*** SUPPLIED PASSAGE Section Begins ***

Affectionately known as "Mr. Gadget," Spencer had a love for Fords, and a knack for improving virtually everything he touched—even items that didn't have an obvious problem. Over the years, he was known for his iconic '32 Ford roadster, competition cars he built while at Hollywood Sports Cars in the 1960s (MGB and Sunbeam Tiger to name just a couple), and later wrenching successfully on everything from Ferrari 512s to DeKon Monzas to Lola T600s. Items Spencer worked on for Goeringer included squaring the chassis and replacing a damaged front clip, designing and installing the chrome-moly rollcage, working over the upper and lower control arms, strut rods, rearend, and much more. Working alongside Spencer on his car was what Goeringer describes as "intense and rewarding."

Unfortunately, Spencer succumbed to lung cancer in 1995, and Goeringer understandably lost steam. Finally, at the urging of friend and SAAC director Rick Kopec, Goeringer resumed efforts in 2010, teaming up with Dave Mani at Mani Motorsports in Hayward, California. Goeringer says the decision was made to finish the car "in the spirit of Doane Spencer; with all the attention to quality and detail, all the special fabrication and all the gadgets Doane and I had discussed and planned."

*** SUPPLIED PASSAGE Section Ends ***
*** EXTRACTED ENTRIES Section Begins ***

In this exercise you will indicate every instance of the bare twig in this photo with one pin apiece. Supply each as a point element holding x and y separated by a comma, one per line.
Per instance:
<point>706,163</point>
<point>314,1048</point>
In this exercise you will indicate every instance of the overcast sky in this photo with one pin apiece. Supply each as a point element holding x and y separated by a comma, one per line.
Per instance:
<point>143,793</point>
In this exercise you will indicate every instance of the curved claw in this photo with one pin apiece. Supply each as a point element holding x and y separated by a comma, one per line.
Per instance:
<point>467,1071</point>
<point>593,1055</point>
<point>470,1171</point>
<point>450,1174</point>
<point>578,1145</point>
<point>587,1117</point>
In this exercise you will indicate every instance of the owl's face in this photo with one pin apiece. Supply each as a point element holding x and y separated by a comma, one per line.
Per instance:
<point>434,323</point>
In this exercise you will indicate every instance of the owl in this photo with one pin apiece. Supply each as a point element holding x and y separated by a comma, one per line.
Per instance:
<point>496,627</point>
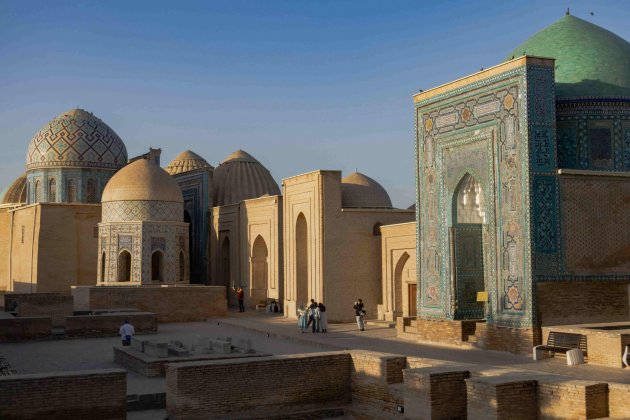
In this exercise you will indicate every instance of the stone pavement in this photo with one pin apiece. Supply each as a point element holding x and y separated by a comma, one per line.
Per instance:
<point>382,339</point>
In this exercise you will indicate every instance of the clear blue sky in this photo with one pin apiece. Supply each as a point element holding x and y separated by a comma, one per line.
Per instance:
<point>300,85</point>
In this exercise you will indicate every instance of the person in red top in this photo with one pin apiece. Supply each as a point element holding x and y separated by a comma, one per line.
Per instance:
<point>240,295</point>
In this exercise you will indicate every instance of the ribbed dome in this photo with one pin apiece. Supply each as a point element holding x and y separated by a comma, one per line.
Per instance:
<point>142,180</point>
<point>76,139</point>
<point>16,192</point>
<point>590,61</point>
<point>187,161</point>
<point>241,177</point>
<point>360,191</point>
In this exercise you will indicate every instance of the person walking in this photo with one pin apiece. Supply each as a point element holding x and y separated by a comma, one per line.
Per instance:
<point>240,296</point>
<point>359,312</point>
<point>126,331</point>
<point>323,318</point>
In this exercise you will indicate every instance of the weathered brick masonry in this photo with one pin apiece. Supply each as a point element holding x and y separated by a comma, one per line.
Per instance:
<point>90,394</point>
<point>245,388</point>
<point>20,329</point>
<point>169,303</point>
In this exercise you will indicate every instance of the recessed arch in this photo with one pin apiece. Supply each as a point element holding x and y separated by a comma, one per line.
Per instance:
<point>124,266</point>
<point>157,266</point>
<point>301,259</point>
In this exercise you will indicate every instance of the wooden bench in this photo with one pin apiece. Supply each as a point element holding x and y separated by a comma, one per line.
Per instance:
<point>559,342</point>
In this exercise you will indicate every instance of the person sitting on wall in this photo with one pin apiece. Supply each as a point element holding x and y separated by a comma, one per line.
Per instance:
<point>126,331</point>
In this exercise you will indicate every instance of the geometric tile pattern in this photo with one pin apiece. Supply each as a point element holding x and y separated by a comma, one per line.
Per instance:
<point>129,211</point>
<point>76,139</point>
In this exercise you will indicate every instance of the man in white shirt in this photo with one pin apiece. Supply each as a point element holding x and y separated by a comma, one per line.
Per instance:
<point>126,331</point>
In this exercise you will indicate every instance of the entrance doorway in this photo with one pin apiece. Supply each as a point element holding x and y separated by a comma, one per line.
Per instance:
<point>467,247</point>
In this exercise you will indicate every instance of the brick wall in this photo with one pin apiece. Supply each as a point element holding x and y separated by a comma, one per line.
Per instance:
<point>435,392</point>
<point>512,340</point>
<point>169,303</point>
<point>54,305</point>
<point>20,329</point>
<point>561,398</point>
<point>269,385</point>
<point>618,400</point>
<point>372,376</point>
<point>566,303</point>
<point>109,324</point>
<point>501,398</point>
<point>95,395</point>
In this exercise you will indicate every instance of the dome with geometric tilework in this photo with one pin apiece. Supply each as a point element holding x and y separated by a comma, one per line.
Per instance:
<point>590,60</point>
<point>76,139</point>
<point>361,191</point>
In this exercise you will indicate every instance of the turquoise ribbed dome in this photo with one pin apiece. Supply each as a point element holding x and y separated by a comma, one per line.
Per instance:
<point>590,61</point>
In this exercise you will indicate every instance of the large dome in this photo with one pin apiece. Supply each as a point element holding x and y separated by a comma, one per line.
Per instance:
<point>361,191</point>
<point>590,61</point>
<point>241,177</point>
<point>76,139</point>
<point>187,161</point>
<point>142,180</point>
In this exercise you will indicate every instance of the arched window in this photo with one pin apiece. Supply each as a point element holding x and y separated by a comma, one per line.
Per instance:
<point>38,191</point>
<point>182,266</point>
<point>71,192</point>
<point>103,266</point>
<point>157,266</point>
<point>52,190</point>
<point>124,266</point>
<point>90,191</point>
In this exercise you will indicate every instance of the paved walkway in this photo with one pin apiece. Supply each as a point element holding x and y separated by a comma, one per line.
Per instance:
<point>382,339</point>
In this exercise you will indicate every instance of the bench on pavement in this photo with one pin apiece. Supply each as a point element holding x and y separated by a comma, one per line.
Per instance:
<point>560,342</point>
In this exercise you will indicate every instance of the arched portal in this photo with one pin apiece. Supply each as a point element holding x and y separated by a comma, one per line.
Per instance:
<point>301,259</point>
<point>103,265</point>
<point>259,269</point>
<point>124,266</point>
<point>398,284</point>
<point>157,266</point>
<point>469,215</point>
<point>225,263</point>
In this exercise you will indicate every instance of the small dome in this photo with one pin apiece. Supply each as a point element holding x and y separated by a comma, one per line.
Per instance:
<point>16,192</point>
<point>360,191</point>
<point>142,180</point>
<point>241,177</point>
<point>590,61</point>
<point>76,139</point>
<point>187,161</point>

*** EXTRACTED ENTRIES Section Ends ***

• BRIEF 1:
In the passage about Doane Spencer and Goeringer's car, who urged Goeringer to resume work on the car in 2010?
• BRIEF 2:
Continue the passage about Doane Spencer and Goeringer's car from its last sentence.

• RESPONSE 1:
Rick Kopec, a friend and SAAC director.

• RESPONSE 2:
We trained our lenses on the finished product just days after it was completed in April 2012, and can attest that Goeringer and Mani's mission was accomplished. From the Jack-Williams-sprayed Sapphire Blue Dupont Chroma to the Skip-Govia-built Boss 302 and everything in between, this is one trick pony. Other notable features include a Spencer-modified Bud Moore mini plenum intake, Lexan windshield and vented backlight, magnesium American 200S wheels, and Kar Kraft Trans Am front spindles with Lincoln disc brakes. Says Goeringer, "It's been a rewarding partnership for both Dave and I. We discussed each step, many times on a daily basis, in the process of completing 480033. After fifteen months, busted knuckles, and many trips to the powder coater, it's finished. A tribute to its racing history, past owners, and Doane Spencer." Yes indeed!